(THE TASK): Return each line of the entries that holds the string "race".

Referring expression pointing data:
○ ○ ○ ○ ○
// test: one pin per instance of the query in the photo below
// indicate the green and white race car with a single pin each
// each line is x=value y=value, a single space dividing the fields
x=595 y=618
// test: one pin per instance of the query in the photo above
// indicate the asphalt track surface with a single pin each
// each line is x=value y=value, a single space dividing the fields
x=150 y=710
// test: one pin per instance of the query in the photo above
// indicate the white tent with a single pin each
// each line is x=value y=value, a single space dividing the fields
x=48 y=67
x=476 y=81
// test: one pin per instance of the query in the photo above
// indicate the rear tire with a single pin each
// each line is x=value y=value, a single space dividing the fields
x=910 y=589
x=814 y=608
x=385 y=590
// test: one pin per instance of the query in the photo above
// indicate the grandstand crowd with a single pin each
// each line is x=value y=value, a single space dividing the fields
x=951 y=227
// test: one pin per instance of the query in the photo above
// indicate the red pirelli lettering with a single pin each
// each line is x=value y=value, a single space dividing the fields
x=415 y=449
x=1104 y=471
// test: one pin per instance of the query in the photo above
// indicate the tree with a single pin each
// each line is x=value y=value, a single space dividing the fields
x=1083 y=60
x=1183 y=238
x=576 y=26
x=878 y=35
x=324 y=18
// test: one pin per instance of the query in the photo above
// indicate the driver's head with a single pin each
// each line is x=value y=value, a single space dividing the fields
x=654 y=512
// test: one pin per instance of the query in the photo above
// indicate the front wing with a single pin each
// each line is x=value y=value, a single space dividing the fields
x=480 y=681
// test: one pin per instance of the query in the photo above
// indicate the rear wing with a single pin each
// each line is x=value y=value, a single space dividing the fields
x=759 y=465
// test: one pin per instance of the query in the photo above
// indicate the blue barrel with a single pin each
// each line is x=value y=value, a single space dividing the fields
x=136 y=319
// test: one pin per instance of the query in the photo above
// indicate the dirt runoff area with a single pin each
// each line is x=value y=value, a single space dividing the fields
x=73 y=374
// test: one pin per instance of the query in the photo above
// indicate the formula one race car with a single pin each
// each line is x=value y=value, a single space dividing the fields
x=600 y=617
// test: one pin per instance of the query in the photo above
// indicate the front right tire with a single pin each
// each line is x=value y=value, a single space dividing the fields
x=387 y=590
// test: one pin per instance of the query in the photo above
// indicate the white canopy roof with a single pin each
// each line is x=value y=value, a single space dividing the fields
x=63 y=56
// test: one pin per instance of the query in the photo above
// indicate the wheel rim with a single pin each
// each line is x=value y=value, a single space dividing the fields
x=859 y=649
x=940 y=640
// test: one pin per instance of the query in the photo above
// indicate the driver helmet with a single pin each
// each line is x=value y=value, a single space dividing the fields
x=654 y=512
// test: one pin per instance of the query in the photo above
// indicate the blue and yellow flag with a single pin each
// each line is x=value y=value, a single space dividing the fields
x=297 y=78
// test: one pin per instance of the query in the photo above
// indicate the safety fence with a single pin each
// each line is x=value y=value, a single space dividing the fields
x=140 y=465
○ ○ ○ ○ ○
(RESULT OF THIS TASK):
// indicate the green and white race car with a single pin each
// indicate the formula one race car with a single pin each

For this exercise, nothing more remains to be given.